_What is required_
In the listing below, write out the lines starting at the one containing "Where can the plastic" and ending at the one containing "(1033, 799)" as a numbered list, leaving out any blank lines.
-------- Records shown
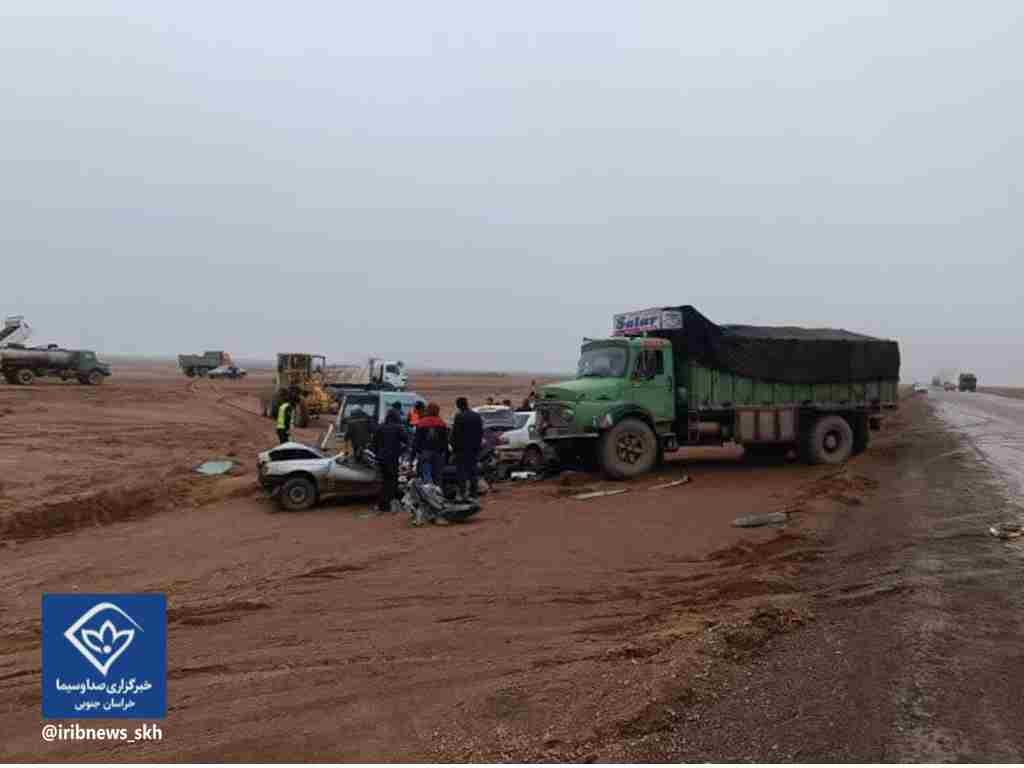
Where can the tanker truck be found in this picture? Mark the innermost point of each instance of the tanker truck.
(669, 378)
(23, 365)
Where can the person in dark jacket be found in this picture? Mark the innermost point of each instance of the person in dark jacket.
(430, 444)
(467, 436)
(358, 432)
(389, 443)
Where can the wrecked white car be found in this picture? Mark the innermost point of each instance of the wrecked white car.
(299, 476)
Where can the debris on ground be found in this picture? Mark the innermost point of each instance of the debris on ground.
(681, 481)
(1007, 529)
(572, 477)
(215, 467)
(768, 518)
(598, 494)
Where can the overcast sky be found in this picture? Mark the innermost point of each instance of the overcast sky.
(480, 184)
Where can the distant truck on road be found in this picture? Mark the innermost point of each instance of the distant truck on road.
(201, 365)
(15, 331)
(24, 365)
(670, 378)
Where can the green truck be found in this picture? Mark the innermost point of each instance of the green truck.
(24, 365)
(670, 378)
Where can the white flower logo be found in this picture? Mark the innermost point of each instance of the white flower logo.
(101, 647)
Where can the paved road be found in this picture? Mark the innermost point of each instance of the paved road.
(994, 427)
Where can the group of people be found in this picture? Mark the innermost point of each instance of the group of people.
(425, 438)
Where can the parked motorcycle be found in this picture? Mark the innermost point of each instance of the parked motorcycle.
(426, 503)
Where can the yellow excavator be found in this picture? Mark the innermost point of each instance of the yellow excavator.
(304, 375)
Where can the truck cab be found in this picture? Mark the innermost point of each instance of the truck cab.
(624, 387)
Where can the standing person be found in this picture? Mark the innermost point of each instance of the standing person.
(286, 408)
(467, 435)
(430, 444)
(418, 412)
(389, 442)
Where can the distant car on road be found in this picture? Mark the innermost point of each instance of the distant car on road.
(227, 372)
(968, 383)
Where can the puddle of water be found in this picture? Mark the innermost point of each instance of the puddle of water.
(996, 431)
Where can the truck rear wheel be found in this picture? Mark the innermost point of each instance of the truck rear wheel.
(628, 450)
(829, 440)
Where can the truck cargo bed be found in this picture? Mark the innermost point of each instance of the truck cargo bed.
(712, 389)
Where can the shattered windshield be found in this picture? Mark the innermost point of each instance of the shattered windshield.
(606, 361)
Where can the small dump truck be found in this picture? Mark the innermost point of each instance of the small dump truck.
(201, 365)
(670, 378)
(15, 331)
(24, 365)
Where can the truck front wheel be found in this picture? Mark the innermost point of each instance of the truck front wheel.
(829, 440)
(628, 450)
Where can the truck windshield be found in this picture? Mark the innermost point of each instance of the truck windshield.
(606, 361)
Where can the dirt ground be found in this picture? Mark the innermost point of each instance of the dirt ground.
(879, 624)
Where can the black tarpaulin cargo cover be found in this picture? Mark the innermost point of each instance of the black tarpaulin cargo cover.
(791, 355)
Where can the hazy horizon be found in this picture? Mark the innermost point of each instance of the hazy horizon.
(463, 185)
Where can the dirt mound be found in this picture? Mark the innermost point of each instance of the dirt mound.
(85, 509)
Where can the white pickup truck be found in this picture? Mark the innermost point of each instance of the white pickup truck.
(15, 331)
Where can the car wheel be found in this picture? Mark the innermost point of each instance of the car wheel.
(298, 494)
(532, 458)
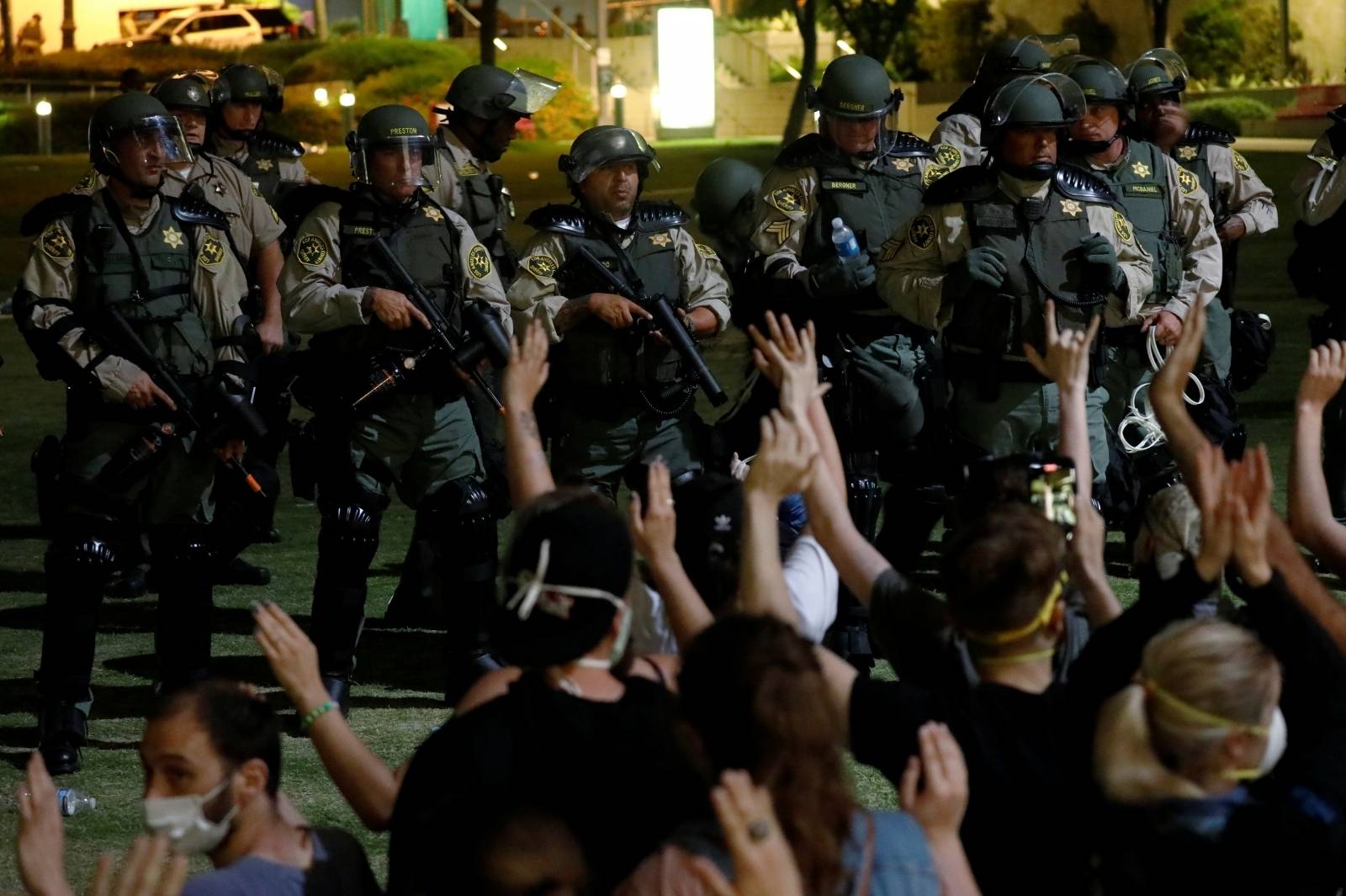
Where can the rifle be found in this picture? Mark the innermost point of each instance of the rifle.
(665, 321)
(135, 350)
(486, 339)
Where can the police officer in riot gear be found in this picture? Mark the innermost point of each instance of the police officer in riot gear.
(621, 393)
(244, 94)
(1168, 213)
(994, 244)
(130, 258)
(417, 436)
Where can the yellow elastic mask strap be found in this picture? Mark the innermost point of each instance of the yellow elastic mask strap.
(1195, 713)
(995, 638)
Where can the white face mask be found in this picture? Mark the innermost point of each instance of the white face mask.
(183, 821)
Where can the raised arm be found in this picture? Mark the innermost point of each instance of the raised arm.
(1309, 509)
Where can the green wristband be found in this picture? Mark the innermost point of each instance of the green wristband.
(315, 713)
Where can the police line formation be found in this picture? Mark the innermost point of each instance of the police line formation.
(168, 289)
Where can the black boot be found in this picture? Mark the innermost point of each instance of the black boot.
(62, 729)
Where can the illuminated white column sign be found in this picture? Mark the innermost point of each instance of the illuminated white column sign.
(686, 67)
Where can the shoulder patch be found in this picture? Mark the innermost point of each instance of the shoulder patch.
(478, 262)
(311, 249)
(56, 244)
(921, 231)
(1121, 226)
(789, 199)
(212, 252)
(542, 267)
(1188, 182)
(948, 155)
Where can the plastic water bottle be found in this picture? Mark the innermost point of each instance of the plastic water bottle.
(74, 801)
(845, 240)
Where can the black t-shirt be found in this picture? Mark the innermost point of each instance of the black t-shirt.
(612, 771)
(1033, 799)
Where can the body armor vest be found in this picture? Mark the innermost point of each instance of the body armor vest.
(594, 354)
(1040, 241)
(1148, 204)
(426, 242)
(154, 295)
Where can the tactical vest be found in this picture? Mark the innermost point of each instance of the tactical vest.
(592, 354)
(423, 240)
(154, 295)
(1148, 204)
(1040, 241)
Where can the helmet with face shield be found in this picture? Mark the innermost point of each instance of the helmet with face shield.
(400, 140)
(1047, 100)
(856, 90)
(135, 128)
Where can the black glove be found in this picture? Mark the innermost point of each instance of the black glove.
(982, 267)
(1101, 268)
(841, 276)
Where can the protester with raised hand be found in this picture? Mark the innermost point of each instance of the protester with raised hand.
(1309, 509)
(1227, 750)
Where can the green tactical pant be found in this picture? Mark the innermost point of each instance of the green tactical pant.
(607, 451)
(415, 444)
(1025, 417)
(1217, 354)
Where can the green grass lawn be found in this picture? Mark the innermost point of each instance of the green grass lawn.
(397, 697)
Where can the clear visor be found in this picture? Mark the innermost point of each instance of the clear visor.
(1166, 60)
(155, 141)
(859, 137)
(1069, 94)
(538, 92)
(395, 166)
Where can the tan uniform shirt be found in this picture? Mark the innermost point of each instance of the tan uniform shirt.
(962, 132)
(789, 198)
(912, 269)
(1319, 184)
(536, 296)
(1202, 268)
(314, 299)
(252, 222)
(219, 284)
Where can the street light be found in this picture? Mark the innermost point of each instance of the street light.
(44, 110)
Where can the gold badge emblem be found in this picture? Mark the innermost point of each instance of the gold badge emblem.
(1188, 182)
(212, 252)
(478, 262)
(781, 231)
(921, 231)
(948, 155)
(1121, 226)
(56, 244)
(542, 267)
(311, 249)
(787, 199)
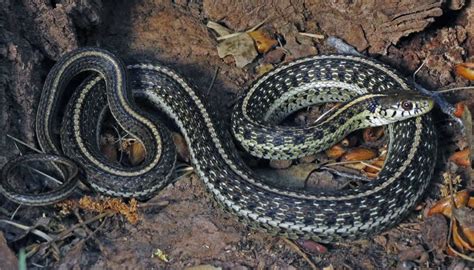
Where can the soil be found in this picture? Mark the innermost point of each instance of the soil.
(182, 220)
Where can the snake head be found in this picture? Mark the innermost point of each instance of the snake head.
(390, 108)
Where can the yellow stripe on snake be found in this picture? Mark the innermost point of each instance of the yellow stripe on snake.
(372, 95)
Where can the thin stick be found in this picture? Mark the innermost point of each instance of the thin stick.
(25, 144)
(316, 36)
(212, 81)
(418, 69)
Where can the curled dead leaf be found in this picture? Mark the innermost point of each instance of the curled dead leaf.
(444, 206)
(345, 142)
(459, 240)
(376, 165)
(466, 70)
(372, 134)
(461, 158)
(263, 68)
(263, 40)
(359, 153)
(335, 152)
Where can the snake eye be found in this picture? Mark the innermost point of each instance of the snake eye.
(407, 105)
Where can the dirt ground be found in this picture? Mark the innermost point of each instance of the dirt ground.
(182, 222)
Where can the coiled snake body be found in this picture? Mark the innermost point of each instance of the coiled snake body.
(373, 94)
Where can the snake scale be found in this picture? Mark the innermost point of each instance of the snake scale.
(372, 95)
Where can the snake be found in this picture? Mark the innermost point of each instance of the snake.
(370, 92)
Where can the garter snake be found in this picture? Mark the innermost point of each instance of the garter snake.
(373, 94)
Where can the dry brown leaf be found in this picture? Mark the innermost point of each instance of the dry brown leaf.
(263, 68)
(461, 158)
(116, 205)
(263, 40)
(359, 153)
(444, 207)
(335, 152)
(465, 70)
(240, 45)
(356, 166)
(378, 163)
(345, 142)
(458, 240)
----------------
_Solution for this task_
1. Where can the plastic water bottle be found in this picture? Mark the innermost point of each instance of the plastic water bottle.
2. (74, 801)
3. (845, 240)
4. Where can the black t-shirt be found in this picture? Mark the innermost point of each instance of the black t-shirt.
5. (612, 771)
6. (1033, 799)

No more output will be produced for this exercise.